=== DATA ===
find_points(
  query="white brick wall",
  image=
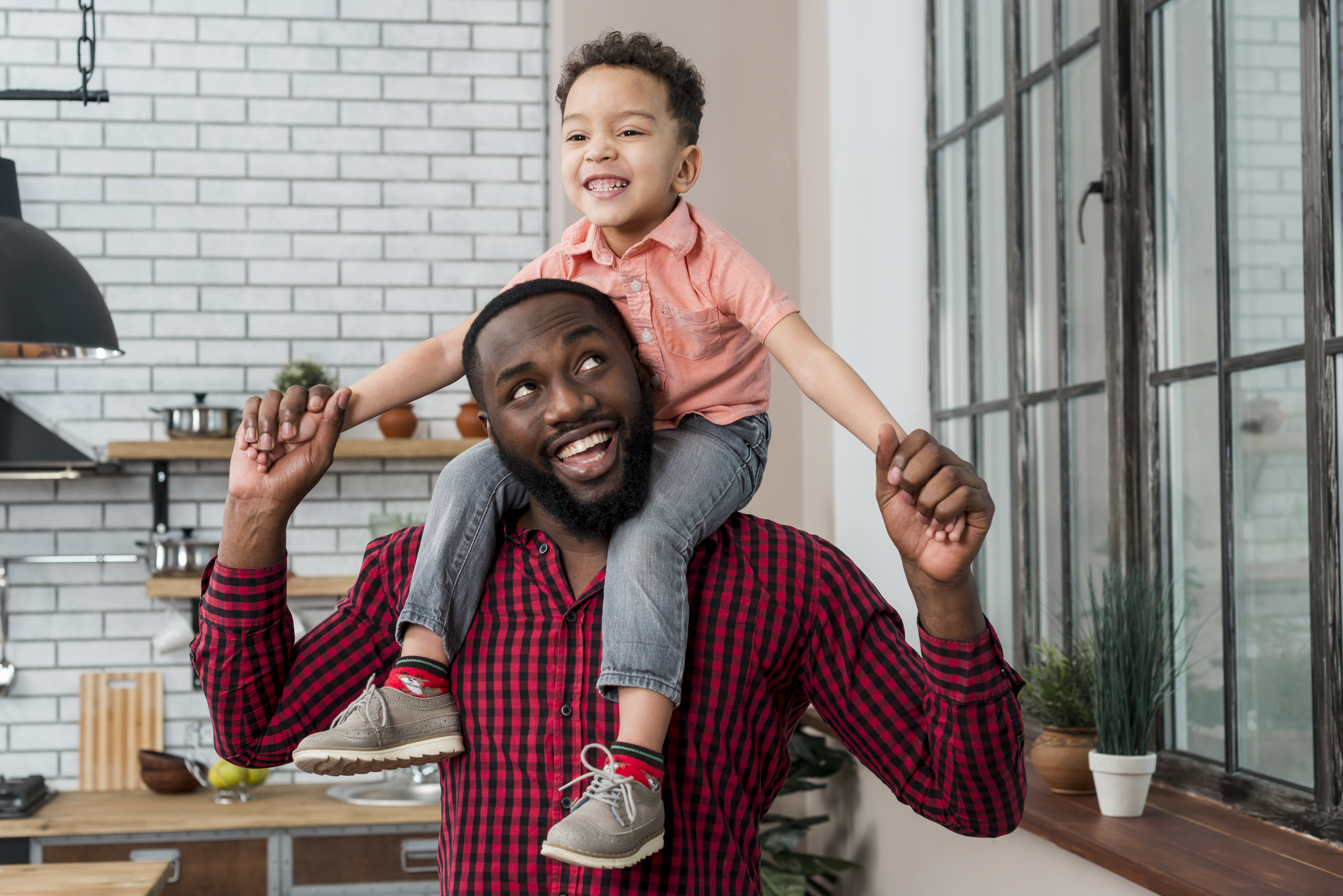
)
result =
(272, 179)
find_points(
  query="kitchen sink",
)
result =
(387, 793)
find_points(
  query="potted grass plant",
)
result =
(1059, 695)
(1134, 670)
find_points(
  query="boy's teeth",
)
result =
(585, 444)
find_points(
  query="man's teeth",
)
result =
(583, 444)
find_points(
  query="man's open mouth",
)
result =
(589, 455)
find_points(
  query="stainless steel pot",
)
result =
(201, 421)
(186, 557)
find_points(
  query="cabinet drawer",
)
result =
(364, 860)
(209, 867)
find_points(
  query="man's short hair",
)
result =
(602, 304)
(643, 52)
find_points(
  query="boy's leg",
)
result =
(417, 721)
(702, 475)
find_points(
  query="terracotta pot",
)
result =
(398, 424)
(1060, 757)
(468, 424)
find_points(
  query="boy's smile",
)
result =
(622, 160)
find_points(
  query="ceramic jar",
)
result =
(398, 424)
(468, 424)
(1060, 757)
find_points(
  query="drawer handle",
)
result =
(160, 856)
(420, 851)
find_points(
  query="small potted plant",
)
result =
(1059, 695)
(1134, 670)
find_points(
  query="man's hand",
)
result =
(938, 512)
(260, 503)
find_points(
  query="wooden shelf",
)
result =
(300, 586)
(222, 449)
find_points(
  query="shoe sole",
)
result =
(357, 762)
(569, 856)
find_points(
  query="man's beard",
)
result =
(590, 519)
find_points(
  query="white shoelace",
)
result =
(608, 786)
(363, 704)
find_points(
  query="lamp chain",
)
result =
(89, 35)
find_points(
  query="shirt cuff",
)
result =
(969, 671)
(242, 598)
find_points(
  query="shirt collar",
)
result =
(677, 233)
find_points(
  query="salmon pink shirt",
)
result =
(698, 304)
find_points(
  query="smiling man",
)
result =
(778, 620)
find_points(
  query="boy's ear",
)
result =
(690, 170)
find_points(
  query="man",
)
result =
(780, 620)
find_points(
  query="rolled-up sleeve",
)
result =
(942, 730)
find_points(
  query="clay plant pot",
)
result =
(468, 424)
(398, 424)
(1060, 757)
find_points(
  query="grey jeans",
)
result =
(702, 475)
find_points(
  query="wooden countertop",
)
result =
(142, 812)
(222, 449)
(85, 879)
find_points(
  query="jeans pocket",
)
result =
(691, 335)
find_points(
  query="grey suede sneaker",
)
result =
(617, 824)
(385, 729)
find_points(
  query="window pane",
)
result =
(1264, 173)
(1037, 33)
(992, 249)
(950, 50)
(994, 573)
(1047, 528)
(953, 277)
(1193, 545)
(1080, 19)
(1090, 499)
(989, 53)
(1083, 164)
(1186, 187)
(1041, 238)
(1272, 588)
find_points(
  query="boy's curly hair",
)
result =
(643, 52)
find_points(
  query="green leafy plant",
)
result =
(1135, 660)
(788, 872)
(1059, 687)
(307, 374)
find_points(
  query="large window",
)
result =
(1134, 302)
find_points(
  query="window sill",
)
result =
(1185, 845)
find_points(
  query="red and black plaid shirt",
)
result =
(778, 620)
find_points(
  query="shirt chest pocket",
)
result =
(691, 335)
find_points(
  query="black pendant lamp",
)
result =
(50, 308)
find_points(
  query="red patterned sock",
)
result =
(418, 676)
(638, 764)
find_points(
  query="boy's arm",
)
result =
(828, 381)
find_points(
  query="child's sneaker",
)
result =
(385, 729)
(617, 824)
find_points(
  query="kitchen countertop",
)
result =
(85, 879)
(138, 812)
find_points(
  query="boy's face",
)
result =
(622, 159)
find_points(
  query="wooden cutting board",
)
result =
(120, 715)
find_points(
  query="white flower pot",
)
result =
(1122, 782)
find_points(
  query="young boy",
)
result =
(704, 316)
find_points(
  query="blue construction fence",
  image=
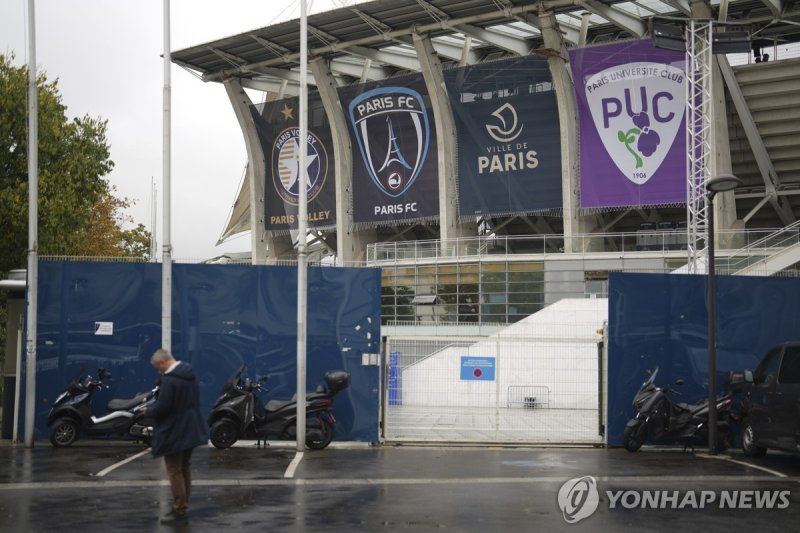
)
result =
(662, 320)
(108, 315)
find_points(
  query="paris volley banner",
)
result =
(631, 107)
(278, 129)
(395, 166)
(509, 140)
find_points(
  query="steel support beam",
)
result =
(776, 7)
(256, 169)
(574, 224)
(395, 34)
(431, 67)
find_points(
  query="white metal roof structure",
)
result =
(384, 38)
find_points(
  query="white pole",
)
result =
(33, 230)
(17, 383)
(153, 221)
(166, 266)
(302, 215)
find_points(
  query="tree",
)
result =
(78, 212)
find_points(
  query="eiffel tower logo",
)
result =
(393, 151)
(392, 131)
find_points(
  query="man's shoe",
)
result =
(174, 517)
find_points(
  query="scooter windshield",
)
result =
(233, 381)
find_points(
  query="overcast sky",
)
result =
(106, 55)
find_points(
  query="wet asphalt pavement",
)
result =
(410, 488)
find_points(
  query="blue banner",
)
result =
(509, 140)
(477, 368)
(223, 316)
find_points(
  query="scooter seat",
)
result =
(691, 407)
(123, 405)
(275, 405)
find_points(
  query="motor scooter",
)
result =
(658, 418)
(71, 414)
(238, 412)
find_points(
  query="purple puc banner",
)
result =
(631, 107)
(279, 132)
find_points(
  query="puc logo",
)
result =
(578, 498)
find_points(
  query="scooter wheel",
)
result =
(224, 433)
(313, 440)
(63, 433)
(633, 438)
(749, 446)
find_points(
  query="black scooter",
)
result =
(72, 416)
(660, 419)
(238, 412)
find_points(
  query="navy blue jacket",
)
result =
(179, 424)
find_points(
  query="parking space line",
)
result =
(293, 465)
(749, 465)
(113, 467)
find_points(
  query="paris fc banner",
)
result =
(395, 167)
(509, 141)
(631, 106)
(278, 129)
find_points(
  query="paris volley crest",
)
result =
(393, 132)
(637, 109)
(286, 165)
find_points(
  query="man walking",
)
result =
(179, 428)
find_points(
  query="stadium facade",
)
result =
(493, 157)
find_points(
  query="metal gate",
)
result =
(492, 390)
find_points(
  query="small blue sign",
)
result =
(477, 368)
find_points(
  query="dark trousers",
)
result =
(179, 473)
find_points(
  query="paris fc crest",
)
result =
(393, 132)
(637, 109)
(286, 165)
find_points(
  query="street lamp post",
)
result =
(713, 186)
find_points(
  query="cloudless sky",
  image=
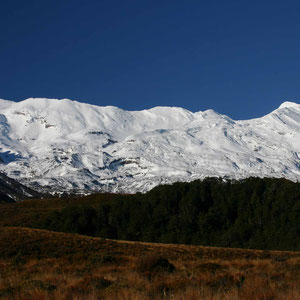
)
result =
(240, 58)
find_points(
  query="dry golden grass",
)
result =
(38, 264)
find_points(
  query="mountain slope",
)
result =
(67, 145)
(11, 190)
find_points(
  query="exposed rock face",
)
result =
(63, 145)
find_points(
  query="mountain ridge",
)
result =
(55, 145)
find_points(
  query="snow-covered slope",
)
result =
(64, 145)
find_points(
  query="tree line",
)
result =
(258, 213)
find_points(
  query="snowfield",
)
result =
(63, 145)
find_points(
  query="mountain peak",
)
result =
(65, 145)
(288, 104)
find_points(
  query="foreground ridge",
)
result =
(54, 145)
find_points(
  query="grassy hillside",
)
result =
(39, 264)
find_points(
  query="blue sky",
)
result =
(240, 58)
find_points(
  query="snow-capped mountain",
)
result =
(64, 145)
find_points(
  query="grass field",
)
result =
(39, 264)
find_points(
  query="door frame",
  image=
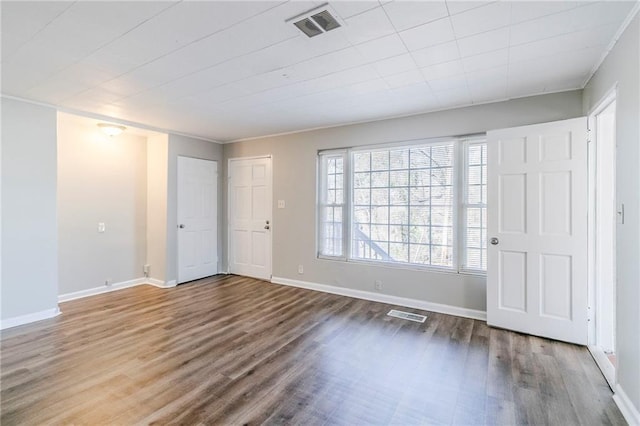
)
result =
(601, 359)
(228, 188)
(177, 213)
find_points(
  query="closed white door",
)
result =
(197, 218)
(537, 228)
(250, 217)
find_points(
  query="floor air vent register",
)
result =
(407, 315)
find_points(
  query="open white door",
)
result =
(537, 227)
(250, 217)
(197, 219)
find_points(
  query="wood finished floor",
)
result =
(233, 350)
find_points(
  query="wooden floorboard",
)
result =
(235, 350)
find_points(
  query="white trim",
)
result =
(29, 318)
(630, 413)
(385, 298)
(159, 283)
(605, 366)
(102, 289)
(613, 42)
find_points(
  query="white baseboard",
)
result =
(26, 319)
(385, 298)
(99, 290)
(116, 286)
(160, 283)
(629, 411)
(605, 366)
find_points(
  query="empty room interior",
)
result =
(311, 212)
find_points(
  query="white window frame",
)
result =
(460, 170)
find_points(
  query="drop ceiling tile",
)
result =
(404, 79)
(446, 83)
(430, 34)
(598, 13)
(481, 19)
(484, 42)
(458, 6)
(527, 10)
(32, 64)
(409, 14)
(486, 60)
(541, 28)
(326, 64)
(565, 42)
(456, 96)
(395, 65)
(445, 69)
(488, 93)
(347, 9)
(585, 17)
(21, 22)
(382, 48)
(437, 54)
(368, 26)
(488, 76)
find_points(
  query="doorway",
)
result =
(603, 217)
(250, 224)
(197, 218)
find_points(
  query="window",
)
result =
(475, 206)
(332, 205)
(405, 205)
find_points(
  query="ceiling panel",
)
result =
(409, 14)
(430, 34)
(481, 19)
(231, 69)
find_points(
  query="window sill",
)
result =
(409, 267)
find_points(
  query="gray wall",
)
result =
(29, 228)
(195, 148)
(622, 66)
(157, 160)
(294, 180)
(100, 179)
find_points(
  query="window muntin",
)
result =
(475, 206)
(332, 204)
(405, 205)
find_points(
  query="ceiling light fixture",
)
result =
(316, 21)
(111, 129)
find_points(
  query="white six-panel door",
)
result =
(537, 228)
(197, 218)
(250, 217)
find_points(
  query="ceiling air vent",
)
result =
(316, 22)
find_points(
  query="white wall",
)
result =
(29, 229)
(294, 179)
(100, 179)
(622, 67)
(195, 148)
(157, 161)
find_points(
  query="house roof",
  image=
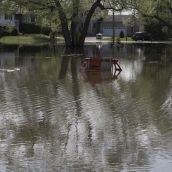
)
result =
(117, 18)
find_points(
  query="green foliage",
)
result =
(8, 30)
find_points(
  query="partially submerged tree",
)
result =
(74, 15)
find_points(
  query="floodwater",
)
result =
(56, 115)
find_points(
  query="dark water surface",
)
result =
(55, 116)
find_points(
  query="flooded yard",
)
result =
(57, 116)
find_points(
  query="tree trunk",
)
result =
(87, 22)
(64, 24)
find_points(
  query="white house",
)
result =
(7, 20)
(15, 19)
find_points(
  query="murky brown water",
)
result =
(54, 116)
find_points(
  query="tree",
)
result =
(156, 14)
(74, 15)
(121, 34)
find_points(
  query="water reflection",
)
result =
(54, 118)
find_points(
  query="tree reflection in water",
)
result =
(55, 117)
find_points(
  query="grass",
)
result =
(26, 39)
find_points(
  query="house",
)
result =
(7, 20)
(105, 25)
(16, 19)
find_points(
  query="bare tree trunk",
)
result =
(87, 22)
(64, 24)
(74, 23)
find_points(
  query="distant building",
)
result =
(16, 19)
(105, 25)
(7, 20)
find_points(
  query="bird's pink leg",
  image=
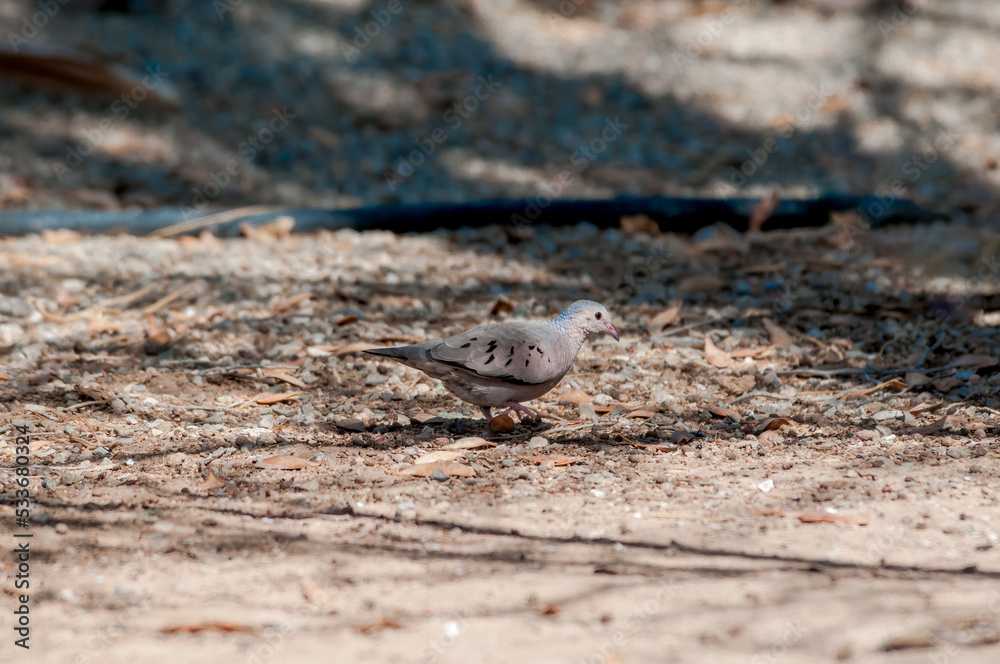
===
• WORK TO BE COMPLETED: Wherever "crest" turns up in the records, copy the whole line.

• YOUR SOLUTION:
  query="paris volley crest",
  query="paris fc crest",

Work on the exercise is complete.